• _Records provided_:
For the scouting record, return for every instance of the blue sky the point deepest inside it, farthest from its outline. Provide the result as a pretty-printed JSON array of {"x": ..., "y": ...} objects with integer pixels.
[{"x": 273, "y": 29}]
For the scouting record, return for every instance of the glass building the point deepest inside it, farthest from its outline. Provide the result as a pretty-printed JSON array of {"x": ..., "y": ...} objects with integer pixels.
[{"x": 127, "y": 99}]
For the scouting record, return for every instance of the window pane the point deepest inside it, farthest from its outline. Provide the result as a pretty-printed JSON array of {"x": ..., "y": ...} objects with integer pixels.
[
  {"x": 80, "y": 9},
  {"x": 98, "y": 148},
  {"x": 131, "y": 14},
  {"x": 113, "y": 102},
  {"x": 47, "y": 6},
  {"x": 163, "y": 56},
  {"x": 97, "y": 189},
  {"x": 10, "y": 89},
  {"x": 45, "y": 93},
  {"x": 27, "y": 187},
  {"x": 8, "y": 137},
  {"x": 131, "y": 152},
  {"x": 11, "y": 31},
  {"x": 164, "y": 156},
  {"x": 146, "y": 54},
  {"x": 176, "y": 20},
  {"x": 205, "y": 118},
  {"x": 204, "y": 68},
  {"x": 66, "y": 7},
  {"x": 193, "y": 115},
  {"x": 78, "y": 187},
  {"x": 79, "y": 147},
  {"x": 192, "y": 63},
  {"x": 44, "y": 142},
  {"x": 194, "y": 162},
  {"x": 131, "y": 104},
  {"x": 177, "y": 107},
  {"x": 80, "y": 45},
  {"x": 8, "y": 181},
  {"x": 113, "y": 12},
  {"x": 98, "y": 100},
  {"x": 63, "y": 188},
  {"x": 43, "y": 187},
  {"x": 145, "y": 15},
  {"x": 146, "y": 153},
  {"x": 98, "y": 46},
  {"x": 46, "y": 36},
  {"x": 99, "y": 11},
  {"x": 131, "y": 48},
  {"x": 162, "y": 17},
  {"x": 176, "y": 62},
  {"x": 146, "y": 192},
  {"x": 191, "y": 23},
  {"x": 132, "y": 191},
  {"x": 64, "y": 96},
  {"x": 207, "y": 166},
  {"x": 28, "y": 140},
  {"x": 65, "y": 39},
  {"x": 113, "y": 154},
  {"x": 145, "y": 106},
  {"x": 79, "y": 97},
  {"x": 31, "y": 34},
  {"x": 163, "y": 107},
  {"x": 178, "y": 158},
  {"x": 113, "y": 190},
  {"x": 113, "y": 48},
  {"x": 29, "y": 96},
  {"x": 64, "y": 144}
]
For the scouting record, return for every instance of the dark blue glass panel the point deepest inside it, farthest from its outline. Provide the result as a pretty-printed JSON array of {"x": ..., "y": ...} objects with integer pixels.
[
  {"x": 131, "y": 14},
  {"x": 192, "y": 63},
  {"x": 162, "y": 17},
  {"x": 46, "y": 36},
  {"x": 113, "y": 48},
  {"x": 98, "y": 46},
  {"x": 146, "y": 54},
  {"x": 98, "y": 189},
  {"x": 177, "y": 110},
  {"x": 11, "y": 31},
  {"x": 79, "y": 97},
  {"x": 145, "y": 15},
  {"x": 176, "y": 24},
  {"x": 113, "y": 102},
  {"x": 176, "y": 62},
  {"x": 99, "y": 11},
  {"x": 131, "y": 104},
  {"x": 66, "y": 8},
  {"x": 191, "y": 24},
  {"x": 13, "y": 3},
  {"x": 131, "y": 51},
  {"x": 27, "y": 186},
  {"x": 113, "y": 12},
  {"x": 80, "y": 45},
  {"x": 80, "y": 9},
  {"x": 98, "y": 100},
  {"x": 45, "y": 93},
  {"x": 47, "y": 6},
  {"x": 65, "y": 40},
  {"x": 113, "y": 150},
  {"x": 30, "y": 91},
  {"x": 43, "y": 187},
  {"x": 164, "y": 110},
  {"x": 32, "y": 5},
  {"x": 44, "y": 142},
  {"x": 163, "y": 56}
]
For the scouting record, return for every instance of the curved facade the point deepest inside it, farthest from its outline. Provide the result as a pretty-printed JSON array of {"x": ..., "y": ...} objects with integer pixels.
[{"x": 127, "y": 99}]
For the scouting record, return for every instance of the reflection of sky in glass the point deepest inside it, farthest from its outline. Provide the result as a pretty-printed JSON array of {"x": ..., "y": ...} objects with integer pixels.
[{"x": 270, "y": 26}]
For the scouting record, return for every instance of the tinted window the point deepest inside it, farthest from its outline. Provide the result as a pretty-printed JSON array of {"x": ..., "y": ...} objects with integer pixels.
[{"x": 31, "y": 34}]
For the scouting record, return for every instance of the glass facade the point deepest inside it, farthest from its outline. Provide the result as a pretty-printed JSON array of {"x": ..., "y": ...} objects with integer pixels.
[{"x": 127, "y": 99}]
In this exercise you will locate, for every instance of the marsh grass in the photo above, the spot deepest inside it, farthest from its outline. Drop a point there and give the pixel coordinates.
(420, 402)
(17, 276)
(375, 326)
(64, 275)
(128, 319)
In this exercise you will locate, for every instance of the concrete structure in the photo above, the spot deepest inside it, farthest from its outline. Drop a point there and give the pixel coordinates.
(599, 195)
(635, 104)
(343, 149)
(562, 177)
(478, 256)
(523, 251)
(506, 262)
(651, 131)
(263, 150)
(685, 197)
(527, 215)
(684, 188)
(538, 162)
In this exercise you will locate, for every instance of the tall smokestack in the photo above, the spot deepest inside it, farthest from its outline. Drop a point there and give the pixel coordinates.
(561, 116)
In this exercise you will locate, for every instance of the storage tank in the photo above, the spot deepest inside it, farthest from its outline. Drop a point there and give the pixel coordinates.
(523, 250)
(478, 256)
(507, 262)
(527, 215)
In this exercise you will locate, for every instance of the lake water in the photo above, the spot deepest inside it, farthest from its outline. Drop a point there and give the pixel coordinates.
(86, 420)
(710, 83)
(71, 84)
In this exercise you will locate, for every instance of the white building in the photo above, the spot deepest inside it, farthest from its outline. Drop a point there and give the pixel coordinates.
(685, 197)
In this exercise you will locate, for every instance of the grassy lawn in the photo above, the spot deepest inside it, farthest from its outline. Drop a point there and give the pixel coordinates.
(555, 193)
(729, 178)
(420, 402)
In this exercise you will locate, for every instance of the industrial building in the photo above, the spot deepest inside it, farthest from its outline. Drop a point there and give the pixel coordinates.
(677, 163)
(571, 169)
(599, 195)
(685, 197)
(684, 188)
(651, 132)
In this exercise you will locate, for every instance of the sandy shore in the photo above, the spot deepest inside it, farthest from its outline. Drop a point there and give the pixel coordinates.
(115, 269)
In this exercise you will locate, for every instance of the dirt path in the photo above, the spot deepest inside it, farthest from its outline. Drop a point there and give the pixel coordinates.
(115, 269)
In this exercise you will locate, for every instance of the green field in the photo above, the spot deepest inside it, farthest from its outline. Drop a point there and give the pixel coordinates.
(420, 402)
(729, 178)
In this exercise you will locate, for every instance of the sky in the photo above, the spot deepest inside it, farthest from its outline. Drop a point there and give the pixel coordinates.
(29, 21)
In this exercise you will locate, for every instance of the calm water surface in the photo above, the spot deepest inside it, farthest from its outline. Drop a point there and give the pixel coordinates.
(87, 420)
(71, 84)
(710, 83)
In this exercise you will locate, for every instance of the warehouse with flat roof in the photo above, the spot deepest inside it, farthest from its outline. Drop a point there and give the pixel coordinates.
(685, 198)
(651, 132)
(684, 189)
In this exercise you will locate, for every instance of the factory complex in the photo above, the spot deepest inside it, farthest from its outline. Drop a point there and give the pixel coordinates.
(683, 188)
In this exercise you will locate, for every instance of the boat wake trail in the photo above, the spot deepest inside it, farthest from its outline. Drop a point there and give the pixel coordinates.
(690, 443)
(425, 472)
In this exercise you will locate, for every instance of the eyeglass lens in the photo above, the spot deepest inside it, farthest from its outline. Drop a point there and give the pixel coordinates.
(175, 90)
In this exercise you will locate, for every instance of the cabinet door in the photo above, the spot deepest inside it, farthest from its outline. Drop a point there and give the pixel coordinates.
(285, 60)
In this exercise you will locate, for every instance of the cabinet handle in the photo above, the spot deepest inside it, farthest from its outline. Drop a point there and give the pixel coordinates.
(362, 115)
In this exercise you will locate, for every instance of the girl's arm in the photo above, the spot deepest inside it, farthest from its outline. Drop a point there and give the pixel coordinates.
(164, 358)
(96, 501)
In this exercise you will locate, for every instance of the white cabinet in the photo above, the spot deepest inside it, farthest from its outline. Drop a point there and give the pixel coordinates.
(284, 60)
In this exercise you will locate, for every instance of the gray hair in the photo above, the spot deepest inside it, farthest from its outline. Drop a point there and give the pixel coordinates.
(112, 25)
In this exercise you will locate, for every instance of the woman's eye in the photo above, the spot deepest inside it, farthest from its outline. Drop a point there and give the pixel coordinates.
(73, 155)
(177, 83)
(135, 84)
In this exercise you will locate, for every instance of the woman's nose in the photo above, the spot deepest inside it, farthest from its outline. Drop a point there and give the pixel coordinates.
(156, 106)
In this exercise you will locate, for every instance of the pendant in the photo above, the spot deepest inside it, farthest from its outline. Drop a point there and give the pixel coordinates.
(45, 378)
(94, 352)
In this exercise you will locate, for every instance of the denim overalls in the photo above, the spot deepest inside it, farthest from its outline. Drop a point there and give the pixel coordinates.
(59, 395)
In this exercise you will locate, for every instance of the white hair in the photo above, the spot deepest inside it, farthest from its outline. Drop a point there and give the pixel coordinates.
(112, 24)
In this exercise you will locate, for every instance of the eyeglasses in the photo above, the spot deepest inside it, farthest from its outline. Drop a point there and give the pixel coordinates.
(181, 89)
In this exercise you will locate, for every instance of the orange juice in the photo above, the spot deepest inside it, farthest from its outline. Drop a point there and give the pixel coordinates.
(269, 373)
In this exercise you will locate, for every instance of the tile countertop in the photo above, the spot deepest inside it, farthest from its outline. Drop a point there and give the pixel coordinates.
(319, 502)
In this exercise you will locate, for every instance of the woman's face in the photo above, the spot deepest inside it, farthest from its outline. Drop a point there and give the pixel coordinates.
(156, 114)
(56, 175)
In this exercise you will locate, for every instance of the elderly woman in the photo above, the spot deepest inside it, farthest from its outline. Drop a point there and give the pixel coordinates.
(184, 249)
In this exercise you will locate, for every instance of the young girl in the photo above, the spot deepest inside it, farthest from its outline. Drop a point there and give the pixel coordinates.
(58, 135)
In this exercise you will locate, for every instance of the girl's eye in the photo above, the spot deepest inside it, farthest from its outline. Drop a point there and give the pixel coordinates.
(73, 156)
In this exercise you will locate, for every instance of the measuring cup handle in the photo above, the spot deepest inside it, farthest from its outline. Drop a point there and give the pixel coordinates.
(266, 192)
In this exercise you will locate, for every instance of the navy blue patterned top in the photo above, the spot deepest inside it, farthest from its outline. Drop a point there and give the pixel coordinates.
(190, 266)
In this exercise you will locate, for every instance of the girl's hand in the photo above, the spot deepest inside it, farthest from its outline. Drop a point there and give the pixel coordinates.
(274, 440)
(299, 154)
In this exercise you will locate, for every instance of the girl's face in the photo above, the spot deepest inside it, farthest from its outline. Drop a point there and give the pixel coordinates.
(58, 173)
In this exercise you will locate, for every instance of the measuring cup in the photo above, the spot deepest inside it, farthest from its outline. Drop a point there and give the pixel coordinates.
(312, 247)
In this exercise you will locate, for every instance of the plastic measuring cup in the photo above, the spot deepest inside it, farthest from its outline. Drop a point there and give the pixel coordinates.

• _Assignment_: Give back, unchanged, the line that holds "of the navy" along with all lines after it through the last line above.

• _Answer section_:
In this exercise you will locate, for every instance of the navy blue patterned top in the photo above, the spot deepest inside it, farthest from its outline. Drop a point there and give the pixel coordinates.
(190, 266)
In this exercise you will locate, for every instance of the girl's hand in the photo above, the spot deepest inside it, farthest from its outline. Drop a point there and give the pixel coordinates.
(274, 440)
(299, 154)
In this exercise you will locate, for every instance of the girl's face in the photo above, the spot deepest inside it, farthest from its outline. Drop a point there and give the pixel coordinates.
(58, 173)
In this exercise you will locate, for every instance of the measuring cup in the photo above, the spot deepest inside it, farthest from its outline. Drop a point there and give the pixel coordinates.
(312, 247)
In this exercise you will locate, for every instance of the plastic measuring cup in the photo above, the spot deepest inside it, farthest from its outline. Drop a point there and give the pixel coordinates.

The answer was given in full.